- _STATED EXERCISE_
Start with the line containing "the green leaf" and write out each line through the end of the listing, exactly as given.

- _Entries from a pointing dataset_
———

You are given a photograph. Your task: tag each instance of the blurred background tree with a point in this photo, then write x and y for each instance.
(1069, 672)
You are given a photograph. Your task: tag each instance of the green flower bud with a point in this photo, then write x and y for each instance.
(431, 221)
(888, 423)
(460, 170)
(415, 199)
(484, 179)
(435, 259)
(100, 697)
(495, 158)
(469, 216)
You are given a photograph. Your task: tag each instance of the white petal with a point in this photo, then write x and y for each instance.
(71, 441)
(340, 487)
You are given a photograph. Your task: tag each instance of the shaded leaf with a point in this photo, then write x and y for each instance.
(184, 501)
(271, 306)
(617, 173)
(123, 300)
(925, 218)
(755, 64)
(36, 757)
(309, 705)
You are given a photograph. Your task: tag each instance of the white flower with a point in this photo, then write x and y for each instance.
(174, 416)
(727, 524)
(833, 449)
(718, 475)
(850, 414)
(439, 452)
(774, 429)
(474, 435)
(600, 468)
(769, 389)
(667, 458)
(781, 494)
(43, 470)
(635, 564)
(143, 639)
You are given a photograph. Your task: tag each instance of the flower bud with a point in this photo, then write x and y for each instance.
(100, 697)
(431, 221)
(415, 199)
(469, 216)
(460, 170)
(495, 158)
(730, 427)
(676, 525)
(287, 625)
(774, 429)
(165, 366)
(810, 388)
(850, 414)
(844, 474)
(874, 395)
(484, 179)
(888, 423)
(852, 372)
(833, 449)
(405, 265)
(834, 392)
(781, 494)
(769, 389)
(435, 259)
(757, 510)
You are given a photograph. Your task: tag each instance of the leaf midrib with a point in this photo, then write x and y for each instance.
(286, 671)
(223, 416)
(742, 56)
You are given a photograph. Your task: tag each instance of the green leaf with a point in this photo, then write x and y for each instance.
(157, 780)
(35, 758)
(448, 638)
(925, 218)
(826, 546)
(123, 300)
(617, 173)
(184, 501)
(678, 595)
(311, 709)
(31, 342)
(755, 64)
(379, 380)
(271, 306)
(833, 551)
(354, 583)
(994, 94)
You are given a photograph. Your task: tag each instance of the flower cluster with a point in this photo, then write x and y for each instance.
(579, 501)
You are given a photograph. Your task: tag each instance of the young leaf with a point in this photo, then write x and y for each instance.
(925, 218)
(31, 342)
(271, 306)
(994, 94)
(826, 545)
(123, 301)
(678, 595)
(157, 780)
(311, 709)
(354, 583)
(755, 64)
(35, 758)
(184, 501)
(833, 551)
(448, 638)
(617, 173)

———

- _RESULT BELOW_
You are given a photograph. Your task: tag each instance of the green leaf with a point in this photo, then write x and y for each instance.
(157, 780)
(35, 758)
(448, 638)
(925, 218)
(826, 546)
(123, 300)
(617, 173)
(184, 501)
(678, 595)
(311, 709)
(31, 342)
(755, 64)
(379, 380)
(271, 306)
(833, 551)
(354, 583)
(994, 94)
You are given a photograph. Your task: tag each instance of the flower cluster with a point in this photo, then write x and y for each instance.
(579, 501)
You are given a photograph. Your task: tag each instance of the young leaf with a point in this photo, then write x and y for each instance.
(925, 218)
(31, 342)
(271, 306)
(994, 94)
(826, 545)
(123, 301)
(678, 595)
(157, 780)
(311, 709)
(354, 583)
(755, 64)
(35, 758)
(184, 501)
(833, 551)
(448, 638)
(617, 173)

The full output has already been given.